■ SET TASK
Collect each line in the records below that contains the word "mountain" and copy it out. Case counts, so a line matches only if the capitalization is the same.
+ + + + + + +
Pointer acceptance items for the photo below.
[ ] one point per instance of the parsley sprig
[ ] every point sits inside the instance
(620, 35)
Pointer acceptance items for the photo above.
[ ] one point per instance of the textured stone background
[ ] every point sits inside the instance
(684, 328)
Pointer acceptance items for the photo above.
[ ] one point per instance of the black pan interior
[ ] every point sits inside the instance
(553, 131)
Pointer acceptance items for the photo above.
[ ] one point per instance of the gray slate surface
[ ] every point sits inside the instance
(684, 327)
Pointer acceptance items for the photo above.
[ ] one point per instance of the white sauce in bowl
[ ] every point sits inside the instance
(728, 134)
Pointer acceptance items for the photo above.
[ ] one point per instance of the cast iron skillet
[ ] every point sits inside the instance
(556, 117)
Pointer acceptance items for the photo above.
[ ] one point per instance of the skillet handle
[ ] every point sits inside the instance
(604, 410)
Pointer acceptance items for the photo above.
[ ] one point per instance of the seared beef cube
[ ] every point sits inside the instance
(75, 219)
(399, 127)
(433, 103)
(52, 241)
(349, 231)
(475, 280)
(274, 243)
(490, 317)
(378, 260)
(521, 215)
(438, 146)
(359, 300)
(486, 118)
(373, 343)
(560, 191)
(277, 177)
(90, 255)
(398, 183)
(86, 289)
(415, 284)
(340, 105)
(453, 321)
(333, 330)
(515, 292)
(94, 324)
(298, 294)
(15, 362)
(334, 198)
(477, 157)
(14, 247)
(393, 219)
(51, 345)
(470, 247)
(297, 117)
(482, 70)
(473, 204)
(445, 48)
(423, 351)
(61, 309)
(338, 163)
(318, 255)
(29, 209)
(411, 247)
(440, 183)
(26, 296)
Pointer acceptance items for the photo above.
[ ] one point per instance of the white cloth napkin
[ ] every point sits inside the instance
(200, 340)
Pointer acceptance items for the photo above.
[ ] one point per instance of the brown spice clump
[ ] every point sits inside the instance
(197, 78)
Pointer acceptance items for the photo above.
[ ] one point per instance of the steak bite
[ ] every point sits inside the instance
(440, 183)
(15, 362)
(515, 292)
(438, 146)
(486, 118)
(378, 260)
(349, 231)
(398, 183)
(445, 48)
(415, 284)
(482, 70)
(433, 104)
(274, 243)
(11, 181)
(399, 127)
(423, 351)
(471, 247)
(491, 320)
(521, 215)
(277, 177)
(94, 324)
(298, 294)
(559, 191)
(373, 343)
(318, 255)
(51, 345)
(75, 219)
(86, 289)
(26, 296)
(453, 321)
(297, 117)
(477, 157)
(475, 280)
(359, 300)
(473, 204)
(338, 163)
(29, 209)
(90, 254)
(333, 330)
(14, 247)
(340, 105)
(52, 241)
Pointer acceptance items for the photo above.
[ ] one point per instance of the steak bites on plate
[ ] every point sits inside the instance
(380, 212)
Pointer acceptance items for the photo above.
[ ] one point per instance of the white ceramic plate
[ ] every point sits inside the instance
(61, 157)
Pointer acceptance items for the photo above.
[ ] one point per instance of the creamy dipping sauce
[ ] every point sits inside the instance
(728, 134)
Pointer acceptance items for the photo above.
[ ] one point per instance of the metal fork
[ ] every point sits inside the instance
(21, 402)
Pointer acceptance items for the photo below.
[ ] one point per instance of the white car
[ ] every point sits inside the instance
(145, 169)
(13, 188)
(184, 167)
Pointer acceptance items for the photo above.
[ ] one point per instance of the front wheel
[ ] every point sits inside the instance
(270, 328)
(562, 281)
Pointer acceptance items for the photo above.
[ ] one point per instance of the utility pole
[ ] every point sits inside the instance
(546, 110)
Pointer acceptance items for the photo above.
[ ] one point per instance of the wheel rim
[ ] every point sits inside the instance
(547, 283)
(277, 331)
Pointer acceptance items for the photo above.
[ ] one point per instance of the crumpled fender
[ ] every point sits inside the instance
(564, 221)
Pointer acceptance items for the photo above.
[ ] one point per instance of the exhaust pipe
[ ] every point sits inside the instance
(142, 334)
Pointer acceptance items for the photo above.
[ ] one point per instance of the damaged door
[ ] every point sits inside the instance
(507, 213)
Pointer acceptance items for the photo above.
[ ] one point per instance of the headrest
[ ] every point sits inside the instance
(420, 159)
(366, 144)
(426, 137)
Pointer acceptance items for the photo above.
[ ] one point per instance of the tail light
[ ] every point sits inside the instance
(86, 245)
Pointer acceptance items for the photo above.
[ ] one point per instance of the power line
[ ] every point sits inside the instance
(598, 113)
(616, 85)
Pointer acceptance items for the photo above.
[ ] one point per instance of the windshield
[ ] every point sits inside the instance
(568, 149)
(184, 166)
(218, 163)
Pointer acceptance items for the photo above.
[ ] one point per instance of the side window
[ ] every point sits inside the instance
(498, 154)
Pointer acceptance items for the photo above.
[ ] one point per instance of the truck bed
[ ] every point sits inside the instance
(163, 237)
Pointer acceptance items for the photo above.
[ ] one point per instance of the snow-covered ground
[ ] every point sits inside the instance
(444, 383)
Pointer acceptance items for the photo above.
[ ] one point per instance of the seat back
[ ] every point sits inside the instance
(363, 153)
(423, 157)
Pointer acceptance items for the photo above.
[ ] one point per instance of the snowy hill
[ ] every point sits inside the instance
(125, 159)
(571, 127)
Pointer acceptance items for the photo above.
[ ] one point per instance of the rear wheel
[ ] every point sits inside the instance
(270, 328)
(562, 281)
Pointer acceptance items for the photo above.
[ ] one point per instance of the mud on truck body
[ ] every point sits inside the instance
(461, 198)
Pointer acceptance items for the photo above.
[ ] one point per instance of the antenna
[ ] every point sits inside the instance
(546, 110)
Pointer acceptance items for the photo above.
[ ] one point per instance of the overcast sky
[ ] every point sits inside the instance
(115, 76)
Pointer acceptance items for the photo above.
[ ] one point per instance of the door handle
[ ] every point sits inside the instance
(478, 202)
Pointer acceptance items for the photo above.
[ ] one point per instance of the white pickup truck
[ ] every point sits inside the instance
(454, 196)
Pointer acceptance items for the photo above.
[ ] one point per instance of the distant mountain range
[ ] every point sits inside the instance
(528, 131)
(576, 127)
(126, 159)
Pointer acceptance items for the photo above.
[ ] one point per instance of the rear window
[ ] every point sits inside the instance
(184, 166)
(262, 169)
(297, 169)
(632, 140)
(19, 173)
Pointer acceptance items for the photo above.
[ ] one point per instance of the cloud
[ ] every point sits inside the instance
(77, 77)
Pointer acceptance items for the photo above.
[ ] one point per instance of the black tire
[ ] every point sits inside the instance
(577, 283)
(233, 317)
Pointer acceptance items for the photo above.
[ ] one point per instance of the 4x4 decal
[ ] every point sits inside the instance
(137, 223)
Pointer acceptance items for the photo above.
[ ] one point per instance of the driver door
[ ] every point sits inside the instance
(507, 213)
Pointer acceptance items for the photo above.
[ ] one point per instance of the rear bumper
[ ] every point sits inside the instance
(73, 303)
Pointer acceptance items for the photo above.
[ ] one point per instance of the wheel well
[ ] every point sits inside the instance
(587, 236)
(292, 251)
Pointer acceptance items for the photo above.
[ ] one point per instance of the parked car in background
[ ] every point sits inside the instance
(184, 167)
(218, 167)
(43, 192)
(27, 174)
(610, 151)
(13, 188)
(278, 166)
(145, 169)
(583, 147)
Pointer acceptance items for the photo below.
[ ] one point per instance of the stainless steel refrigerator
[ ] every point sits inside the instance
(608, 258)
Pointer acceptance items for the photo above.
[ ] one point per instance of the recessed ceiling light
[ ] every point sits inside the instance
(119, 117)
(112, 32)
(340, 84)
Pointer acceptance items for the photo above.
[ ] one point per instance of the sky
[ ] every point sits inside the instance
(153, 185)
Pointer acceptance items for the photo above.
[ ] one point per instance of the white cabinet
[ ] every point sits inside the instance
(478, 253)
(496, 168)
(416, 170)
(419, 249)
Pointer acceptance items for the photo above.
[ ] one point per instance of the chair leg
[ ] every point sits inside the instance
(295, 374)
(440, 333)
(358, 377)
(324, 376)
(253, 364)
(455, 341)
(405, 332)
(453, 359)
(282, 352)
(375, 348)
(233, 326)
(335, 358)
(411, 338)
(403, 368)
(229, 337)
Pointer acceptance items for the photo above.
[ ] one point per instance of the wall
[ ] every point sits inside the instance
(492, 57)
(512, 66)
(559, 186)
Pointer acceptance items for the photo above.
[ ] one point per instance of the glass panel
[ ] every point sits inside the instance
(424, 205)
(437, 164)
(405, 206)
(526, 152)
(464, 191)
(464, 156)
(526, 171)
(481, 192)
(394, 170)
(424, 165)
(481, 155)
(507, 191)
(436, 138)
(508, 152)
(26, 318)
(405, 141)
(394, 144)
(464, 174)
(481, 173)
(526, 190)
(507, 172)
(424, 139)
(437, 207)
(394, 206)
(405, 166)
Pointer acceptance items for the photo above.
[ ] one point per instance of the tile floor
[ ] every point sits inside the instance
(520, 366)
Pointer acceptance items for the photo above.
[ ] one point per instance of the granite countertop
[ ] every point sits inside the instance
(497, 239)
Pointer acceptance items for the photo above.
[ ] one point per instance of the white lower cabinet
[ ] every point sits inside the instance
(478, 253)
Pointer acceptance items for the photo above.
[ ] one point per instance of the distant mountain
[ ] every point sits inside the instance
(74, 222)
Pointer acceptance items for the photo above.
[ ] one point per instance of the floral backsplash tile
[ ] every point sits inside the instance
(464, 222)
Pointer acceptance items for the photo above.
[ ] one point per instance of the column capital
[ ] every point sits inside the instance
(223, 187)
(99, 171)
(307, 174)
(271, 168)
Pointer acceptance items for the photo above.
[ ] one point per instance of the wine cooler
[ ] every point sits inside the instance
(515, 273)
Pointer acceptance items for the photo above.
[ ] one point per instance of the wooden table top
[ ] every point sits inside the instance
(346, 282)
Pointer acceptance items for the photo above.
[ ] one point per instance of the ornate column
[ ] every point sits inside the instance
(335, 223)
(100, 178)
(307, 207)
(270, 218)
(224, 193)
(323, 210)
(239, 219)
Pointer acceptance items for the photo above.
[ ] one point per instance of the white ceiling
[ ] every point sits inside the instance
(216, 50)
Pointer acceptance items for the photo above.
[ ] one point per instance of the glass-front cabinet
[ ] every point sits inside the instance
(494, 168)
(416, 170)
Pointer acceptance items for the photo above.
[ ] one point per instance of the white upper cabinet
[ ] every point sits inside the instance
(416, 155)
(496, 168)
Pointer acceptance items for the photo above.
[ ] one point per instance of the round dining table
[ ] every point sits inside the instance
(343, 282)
+ + + + + + +
■ CORRECT RESPONSE
[ ] one point per instance of the distant mountain range
[ ] one point per instance of the distant mountain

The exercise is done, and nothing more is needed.